BEGIN

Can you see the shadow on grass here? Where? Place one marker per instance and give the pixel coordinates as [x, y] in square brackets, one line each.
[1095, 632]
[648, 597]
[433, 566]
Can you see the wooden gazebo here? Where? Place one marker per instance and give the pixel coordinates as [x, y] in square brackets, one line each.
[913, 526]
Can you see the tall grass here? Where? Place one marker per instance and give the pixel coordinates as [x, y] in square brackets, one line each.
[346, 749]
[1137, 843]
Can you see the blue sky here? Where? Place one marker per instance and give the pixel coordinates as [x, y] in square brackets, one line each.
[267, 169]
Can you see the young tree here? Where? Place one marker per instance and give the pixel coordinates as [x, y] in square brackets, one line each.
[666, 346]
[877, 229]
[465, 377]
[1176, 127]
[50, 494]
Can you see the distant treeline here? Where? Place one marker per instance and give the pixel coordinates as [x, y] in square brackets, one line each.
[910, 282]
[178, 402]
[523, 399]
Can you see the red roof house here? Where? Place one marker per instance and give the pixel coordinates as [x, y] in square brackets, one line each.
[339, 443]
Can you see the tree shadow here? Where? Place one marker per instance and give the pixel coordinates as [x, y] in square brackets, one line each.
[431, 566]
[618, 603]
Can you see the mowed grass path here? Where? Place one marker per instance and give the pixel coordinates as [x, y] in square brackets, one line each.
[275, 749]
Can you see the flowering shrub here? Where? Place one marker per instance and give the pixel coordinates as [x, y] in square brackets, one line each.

END

**DESCRIPTION OF THE TASK**
All of the material should be duplicated exactly.

**WRITTEN RESPONSE**
Can you see the shadow on grass here? Where? Place one marker per instance and give the pixel coordinates as [x, y] in square brackets, one line each.
[1095, 632]
[648, 597]
[433, 566]
Can you see the wooden gazebo here? Where? Place one marker per instance and give the pixel coordinates as [x, y] in square brackets, one line each.
[913, 526]
Can you see the tall grass here? Where? Place one marker per instance and give the pixel coordinates as [x, y] in square brackets, one line each.
[346, 749]
[1137, 843]
Can you see the blue sky here? Where? Place one marker per instance and give the pixel coordinates as [x, y] in square brackets, one line each.
[267, 169]
Can you see the young tree here? Where? Place one marker per instance and give the pixel coordinates as [x, y] in square brackets, one line each.
[666, 346]
[877, 229]
[465, 377]
[1176, 127]
[50, 494]
Can you see the distant treeline here? Where? Place one marker per instance and give the pixel coordinates as [x, y] in square brackets, one line each.
[910, 282]
[178, 402]
[523, 399]
Can you see the red roof house here? Where? Place one marker per instance and give the pixel coordinates as [x, y] in square brackets, one line each.
[339, 443]
Can you see the tree shadow here? Where? Place one marker per instance and give the pixel coordinates as [x, y] in square brackets, one line each.
[431, 566]
[618, 603]
Can you see the mowed grass path here? Where? Place one marker per instance and give the pixel coordinates as [x, y] in square brackets, one line each.
[275, 749]
Can you see the flowering shrub here? Where? Place one marker per instance and give the pixel coordinates as [x, y] in square brackets, one line each.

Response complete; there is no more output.